* **Supplied information**
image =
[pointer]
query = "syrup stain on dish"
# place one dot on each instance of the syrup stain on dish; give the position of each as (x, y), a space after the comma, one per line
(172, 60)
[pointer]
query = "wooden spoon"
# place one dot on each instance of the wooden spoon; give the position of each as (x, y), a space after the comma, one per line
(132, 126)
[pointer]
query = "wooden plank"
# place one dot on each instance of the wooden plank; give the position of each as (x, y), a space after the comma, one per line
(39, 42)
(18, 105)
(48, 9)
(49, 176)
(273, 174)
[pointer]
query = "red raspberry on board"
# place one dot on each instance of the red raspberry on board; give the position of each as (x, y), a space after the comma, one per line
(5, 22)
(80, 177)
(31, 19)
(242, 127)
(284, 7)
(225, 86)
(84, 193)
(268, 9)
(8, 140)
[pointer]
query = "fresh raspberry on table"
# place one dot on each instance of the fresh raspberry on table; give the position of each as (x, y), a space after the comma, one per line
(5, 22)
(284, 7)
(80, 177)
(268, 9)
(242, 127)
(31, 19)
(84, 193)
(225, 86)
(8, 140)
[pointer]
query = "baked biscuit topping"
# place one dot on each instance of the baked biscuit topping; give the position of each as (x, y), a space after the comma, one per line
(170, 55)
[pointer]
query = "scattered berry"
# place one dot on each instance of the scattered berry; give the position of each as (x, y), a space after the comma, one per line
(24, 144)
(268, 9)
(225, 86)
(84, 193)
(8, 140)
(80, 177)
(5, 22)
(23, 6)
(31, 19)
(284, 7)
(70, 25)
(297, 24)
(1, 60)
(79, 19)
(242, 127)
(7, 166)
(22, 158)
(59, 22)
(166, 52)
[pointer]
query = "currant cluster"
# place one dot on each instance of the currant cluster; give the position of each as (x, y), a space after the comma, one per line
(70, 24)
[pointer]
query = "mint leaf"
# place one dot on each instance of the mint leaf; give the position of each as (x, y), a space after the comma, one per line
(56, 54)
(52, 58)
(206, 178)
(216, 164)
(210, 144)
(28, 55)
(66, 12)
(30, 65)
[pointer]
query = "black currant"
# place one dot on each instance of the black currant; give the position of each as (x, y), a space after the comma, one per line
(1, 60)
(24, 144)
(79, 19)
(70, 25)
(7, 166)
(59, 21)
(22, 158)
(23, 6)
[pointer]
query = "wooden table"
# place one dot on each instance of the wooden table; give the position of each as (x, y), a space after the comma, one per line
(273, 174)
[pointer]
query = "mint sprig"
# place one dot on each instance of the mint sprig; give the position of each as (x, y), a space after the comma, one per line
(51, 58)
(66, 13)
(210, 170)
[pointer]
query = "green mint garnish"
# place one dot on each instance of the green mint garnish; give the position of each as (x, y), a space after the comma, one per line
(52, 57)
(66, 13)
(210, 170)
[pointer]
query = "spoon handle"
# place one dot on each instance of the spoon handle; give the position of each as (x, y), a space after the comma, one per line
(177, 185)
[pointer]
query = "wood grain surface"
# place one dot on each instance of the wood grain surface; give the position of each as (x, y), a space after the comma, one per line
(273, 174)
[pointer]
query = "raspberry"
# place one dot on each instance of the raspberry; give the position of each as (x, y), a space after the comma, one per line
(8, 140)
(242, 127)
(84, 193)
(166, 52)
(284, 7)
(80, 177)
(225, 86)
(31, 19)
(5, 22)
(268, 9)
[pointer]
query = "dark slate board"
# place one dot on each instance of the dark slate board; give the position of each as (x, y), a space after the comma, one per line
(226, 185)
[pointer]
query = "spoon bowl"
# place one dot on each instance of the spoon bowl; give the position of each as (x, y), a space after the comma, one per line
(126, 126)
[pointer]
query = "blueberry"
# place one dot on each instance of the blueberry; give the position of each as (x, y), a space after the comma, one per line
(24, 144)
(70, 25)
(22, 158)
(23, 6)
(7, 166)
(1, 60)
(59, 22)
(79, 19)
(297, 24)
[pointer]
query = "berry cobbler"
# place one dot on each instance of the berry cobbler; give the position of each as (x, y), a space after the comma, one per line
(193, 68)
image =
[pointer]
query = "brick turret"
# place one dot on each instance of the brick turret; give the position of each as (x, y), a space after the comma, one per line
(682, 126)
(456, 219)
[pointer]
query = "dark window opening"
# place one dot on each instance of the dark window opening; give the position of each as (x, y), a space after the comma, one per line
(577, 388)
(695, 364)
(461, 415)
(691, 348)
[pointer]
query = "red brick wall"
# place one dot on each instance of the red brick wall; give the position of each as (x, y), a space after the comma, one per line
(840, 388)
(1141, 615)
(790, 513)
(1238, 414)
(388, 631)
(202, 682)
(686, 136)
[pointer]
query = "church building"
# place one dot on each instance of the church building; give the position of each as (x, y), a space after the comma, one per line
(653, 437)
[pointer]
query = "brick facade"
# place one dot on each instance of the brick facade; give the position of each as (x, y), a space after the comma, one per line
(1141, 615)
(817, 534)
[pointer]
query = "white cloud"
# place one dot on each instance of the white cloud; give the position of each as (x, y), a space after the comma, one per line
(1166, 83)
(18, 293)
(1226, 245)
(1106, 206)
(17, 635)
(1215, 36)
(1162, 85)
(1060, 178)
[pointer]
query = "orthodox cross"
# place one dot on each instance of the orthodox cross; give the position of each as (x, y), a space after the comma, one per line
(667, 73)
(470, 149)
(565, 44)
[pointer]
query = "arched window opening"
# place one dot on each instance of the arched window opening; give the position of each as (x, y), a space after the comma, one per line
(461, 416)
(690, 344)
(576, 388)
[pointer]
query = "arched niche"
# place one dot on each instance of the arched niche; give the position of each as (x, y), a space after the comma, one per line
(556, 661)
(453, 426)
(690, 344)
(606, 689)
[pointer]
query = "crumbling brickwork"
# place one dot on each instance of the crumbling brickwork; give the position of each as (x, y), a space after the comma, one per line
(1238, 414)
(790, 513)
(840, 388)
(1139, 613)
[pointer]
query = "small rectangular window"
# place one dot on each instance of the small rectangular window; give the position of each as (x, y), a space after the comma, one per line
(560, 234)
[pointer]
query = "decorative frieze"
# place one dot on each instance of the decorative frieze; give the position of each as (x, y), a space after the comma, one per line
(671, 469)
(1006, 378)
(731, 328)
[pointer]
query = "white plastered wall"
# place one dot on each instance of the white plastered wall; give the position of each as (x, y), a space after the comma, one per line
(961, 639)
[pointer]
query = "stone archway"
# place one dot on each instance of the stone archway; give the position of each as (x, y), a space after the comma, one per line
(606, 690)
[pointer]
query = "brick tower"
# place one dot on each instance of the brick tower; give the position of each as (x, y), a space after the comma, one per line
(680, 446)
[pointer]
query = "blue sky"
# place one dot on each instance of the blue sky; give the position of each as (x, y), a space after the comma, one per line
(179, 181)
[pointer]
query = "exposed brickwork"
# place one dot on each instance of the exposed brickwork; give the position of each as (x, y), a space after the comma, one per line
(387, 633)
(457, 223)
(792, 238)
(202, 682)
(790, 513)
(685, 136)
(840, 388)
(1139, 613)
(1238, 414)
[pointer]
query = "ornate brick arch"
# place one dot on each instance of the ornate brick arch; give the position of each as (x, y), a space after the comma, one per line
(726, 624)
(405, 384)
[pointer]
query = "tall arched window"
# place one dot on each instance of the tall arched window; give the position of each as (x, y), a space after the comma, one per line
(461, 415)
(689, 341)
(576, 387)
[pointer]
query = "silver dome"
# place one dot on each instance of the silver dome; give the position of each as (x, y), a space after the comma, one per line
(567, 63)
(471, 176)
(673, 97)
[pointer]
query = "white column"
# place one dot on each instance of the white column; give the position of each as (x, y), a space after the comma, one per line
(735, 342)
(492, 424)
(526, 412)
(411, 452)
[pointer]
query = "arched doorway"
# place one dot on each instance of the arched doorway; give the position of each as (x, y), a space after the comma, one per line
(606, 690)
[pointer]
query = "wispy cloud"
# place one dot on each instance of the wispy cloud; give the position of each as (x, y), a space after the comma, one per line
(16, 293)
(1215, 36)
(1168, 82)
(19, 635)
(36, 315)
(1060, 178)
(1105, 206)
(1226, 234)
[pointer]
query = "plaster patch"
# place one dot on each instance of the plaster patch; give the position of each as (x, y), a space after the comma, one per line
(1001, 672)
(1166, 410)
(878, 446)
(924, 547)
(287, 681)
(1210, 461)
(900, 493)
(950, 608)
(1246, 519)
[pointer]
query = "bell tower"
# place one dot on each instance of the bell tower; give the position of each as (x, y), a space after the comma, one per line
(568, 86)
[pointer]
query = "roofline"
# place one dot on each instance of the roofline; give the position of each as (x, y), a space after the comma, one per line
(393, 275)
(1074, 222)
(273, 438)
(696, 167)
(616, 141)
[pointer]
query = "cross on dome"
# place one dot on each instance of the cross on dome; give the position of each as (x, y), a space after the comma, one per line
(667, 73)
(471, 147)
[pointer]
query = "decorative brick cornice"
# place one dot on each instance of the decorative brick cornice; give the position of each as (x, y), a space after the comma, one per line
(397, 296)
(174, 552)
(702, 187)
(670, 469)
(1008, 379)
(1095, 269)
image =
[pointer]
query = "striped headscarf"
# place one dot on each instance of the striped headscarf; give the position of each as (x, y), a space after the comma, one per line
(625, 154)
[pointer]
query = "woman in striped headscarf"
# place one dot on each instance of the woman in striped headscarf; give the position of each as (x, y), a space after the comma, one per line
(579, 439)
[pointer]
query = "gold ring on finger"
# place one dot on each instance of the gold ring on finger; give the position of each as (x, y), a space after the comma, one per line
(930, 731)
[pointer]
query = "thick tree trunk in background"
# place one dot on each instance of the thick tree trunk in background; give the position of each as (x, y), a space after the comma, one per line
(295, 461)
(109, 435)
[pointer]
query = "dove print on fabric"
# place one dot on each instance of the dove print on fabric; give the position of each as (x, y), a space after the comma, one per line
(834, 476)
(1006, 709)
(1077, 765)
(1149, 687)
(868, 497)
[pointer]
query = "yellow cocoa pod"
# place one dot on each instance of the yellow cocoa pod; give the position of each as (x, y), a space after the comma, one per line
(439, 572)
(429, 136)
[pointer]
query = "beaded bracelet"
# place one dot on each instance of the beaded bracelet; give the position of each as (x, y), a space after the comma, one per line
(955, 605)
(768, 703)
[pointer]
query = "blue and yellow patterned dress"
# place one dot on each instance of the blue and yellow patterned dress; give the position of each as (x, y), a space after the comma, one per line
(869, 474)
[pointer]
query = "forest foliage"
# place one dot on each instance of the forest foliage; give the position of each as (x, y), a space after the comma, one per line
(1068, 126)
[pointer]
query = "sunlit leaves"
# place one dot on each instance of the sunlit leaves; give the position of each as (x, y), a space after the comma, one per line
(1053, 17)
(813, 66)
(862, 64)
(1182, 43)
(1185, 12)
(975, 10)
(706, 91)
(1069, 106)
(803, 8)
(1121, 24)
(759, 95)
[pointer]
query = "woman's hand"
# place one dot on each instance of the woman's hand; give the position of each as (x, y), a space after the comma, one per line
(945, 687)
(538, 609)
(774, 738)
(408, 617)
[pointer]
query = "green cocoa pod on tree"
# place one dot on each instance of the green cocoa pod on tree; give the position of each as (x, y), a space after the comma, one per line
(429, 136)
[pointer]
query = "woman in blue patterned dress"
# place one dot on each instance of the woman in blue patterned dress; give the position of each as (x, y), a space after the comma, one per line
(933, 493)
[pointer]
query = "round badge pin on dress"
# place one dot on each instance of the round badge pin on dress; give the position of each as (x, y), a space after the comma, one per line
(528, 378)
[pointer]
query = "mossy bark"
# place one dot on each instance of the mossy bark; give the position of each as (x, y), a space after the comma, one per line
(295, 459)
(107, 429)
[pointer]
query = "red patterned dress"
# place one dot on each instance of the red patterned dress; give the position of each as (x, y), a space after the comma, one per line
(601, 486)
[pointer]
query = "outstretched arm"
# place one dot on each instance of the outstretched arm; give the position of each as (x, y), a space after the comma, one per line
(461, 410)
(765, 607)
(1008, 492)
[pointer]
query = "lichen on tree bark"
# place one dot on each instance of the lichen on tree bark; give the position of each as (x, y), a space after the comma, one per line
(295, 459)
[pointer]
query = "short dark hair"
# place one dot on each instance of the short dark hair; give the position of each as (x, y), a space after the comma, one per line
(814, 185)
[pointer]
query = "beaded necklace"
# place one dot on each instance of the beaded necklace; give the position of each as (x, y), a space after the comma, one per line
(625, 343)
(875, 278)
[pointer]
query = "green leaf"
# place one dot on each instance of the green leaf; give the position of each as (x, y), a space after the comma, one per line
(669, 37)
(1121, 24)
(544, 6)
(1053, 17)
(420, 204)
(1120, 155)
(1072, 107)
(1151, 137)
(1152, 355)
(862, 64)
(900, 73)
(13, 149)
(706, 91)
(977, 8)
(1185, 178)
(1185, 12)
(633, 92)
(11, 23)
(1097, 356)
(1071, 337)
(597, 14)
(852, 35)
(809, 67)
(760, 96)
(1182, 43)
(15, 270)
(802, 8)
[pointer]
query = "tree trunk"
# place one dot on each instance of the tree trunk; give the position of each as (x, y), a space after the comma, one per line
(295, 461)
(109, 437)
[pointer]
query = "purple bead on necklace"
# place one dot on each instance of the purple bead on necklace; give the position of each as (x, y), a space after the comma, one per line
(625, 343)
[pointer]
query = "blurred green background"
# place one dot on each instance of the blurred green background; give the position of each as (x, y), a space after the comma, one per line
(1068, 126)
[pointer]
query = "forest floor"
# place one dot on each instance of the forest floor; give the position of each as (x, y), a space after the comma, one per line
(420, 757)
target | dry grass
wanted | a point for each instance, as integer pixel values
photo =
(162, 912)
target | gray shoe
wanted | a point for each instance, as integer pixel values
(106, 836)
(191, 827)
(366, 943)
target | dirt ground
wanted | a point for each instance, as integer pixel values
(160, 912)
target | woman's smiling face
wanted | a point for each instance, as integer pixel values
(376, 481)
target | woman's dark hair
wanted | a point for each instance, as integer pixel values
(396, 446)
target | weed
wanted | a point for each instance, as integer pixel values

* **Task requirements**
Only the lines from the one containing "target | dry grass" to the end of the records should be repeated, exactly as they appear.

* **Task solution**
target | dry grass
wanted | a point for each instance, as integer pixel values
photo =
(162, 912)
target | gray shoe
wanted | a point for each instance, as integer pixel values
(106, 836)
(191, 827)
(366, 943)
target | dirt ground
wanted | a point for each instance, as integer pixel values
(160, 912)
target | woman's smiling face
wanted | a point for each instance, as integer pixel values
(376, 481)
target | woman's dark hair
wanted | a point for each instance, as integer pixel values
(396, 446)
target | weed
wanted | a point for each instance, as integer pixel values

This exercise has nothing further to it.